EXERCISE PROMPT: Copy each line below that includes "query".

*** MATERIAL FOR THIS TASK Section Begins ***

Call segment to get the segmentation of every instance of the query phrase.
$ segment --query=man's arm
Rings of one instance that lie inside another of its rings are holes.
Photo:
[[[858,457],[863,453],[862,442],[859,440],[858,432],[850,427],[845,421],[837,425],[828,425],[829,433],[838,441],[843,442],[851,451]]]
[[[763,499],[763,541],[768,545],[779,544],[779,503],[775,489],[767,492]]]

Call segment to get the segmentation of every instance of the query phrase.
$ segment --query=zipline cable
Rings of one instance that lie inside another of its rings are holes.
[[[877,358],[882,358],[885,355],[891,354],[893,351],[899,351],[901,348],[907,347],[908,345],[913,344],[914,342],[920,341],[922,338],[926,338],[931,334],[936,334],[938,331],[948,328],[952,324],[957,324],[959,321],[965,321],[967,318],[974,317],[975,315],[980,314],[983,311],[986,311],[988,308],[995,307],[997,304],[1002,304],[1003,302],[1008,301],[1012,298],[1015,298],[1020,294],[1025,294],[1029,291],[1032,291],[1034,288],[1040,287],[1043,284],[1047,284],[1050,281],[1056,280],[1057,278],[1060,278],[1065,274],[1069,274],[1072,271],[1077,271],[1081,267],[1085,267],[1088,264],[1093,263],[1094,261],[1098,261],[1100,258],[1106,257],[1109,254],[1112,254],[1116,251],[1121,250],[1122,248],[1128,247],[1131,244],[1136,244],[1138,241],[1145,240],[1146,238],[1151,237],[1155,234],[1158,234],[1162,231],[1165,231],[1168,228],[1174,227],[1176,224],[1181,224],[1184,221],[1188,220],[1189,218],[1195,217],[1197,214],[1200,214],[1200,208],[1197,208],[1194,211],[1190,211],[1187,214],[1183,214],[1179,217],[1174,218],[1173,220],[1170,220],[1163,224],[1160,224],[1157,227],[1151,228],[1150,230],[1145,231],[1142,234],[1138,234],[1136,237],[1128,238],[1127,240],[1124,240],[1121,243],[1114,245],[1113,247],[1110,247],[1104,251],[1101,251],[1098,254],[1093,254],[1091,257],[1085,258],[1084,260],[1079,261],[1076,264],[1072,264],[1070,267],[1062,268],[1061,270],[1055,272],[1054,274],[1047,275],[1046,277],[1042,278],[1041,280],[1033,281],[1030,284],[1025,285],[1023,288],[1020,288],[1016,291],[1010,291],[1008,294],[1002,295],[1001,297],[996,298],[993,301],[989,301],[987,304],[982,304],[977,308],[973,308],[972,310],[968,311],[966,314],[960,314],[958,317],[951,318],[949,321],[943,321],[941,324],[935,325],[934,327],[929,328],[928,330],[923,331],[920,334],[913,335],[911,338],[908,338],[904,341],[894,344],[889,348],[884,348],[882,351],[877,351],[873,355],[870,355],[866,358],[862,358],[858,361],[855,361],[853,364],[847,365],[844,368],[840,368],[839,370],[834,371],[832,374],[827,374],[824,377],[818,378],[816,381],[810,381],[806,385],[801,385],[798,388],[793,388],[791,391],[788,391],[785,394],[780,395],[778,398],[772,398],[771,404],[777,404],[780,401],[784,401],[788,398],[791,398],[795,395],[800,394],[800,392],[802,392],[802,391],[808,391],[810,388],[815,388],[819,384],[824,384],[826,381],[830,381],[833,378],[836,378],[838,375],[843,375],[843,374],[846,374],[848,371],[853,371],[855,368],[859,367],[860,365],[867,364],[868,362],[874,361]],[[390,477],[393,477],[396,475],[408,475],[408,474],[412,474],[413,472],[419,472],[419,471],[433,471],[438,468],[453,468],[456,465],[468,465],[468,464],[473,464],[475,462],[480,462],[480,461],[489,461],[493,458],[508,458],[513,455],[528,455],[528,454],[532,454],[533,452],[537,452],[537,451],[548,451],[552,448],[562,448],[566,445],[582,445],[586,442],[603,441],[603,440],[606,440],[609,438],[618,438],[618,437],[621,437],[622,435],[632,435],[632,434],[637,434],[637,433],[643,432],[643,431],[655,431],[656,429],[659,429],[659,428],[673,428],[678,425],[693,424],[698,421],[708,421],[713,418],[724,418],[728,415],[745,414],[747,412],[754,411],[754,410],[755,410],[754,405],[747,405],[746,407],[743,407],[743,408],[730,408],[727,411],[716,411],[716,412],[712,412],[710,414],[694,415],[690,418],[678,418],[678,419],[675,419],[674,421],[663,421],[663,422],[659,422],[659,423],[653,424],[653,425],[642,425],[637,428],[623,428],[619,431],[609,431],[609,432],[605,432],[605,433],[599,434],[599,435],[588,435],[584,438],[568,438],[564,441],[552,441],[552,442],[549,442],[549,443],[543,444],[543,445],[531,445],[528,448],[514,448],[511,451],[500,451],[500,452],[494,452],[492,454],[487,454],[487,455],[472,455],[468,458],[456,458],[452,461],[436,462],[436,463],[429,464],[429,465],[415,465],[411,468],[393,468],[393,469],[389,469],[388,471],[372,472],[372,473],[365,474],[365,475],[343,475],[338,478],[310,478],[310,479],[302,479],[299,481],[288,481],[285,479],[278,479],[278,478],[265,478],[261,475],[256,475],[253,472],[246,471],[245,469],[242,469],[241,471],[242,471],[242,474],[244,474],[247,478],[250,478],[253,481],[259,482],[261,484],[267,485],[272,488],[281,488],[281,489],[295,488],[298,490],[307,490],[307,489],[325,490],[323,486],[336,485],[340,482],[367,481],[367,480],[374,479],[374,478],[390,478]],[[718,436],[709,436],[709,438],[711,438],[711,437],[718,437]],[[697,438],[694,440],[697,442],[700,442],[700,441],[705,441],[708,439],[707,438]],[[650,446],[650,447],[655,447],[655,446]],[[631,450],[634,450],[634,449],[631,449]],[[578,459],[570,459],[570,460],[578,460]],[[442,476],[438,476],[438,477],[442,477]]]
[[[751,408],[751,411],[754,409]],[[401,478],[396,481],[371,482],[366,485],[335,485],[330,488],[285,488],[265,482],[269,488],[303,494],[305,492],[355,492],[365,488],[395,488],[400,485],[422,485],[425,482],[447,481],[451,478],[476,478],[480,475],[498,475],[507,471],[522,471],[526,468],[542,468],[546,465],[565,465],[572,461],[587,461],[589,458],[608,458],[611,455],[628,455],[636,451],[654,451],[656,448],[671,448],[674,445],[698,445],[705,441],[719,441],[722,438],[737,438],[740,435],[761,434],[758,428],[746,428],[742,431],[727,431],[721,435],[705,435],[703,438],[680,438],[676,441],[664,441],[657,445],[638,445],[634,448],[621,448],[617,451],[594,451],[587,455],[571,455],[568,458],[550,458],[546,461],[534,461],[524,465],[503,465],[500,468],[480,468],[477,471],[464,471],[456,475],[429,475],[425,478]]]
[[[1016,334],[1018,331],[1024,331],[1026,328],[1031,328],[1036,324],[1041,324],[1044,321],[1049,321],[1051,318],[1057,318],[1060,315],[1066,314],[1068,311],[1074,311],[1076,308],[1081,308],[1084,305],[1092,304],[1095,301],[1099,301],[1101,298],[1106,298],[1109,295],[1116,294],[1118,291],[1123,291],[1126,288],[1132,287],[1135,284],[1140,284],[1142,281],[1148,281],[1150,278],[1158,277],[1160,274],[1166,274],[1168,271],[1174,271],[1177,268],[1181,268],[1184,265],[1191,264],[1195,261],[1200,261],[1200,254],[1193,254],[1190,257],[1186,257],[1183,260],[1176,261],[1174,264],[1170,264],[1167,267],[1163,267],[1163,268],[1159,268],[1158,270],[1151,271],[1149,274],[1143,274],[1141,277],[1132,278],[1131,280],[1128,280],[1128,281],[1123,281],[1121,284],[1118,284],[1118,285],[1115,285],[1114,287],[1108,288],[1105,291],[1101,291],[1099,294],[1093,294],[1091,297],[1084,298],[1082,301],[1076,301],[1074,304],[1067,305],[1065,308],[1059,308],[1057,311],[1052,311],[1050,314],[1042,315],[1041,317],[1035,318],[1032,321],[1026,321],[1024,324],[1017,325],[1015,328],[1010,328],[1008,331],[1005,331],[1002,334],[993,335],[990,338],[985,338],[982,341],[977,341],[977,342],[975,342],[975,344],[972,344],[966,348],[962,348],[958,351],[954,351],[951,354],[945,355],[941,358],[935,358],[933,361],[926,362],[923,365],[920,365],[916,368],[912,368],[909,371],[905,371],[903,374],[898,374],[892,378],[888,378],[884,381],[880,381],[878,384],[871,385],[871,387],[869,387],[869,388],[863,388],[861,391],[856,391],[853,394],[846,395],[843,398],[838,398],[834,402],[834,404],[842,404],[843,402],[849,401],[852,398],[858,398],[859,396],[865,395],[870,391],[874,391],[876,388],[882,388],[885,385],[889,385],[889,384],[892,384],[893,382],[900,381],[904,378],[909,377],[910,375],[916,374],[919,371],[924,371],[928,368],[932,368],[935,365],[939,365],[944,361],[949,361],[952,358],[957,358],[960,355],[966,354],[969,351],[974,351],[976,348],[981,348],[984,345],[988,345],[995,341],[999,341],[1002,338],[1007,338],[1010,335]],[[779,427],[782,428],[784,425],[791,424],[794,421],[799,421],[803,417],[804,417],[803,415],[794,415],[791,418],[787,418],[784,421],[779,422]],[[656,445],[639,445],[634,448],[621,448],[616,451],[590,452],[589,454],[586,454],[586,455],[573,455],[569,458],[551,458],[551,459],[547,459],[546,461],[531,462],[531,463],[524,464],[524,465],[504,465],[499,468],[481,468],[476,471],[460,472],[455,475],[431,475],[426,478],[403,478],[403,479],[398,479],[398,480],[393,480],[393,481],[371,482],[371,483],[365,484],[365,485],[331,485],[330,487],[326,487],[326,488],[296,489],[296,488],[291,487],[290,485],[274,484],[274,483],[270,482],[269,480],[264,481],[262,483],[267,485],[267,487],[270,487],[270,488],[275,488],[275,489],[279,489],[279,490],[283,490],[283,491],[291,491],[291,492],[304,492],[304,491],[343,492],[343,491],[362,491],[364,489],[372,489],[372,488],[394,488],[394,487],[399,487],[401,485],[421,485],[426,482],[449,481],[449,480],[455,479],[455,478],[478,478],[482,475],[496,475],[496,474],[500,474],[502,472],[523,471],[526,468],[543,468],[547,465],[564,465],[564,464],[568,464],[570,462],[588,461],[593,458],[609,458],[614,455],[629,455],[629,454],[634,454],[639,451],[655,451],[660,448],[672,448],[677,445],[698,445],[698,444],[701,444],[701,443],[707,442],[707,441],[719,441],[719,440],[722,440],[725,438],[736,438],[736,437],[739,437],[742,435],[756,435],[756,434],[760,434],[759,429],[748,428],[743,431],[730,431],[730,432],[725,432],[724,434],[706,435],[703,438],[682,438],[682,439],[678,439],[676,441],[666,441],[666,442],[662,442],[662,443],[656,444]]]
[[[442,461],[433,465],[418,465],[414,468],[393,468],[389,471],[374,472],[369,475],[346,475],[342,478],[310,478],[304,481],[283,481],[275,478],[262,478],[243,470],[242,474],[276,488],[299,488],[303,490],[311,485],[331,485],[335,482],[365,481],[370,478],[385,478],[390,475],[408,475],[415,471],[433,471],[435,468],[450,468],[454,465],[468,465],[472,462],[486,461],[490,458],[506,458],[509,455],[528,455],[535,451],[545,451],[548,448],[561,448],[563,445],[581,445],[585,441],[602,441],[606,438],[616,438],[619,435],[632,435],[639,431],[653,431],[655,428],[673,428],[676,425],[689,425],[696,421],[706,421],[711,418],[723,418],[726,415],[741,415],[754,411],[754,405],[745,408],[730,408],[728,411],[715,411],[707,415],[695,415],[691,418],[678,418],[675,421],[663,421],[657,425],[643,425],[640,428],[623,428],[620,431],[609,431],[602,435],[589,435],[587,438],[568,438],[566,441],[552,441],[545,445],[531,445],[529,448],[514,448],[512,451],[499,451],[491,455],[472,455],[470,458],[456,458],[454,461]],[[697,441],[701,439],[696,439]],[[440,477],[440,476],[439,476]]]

*** MATERIAL FOR THIS TASK Section Ends ***

SOLUTION TO THE PROBLEM:
Call segment to get the segmentation of every instance of the query phrase.
$ segment --query=man's arm
Call segment to get the segmentation of every instance of the query phrase.
$ segment --query=zipline cable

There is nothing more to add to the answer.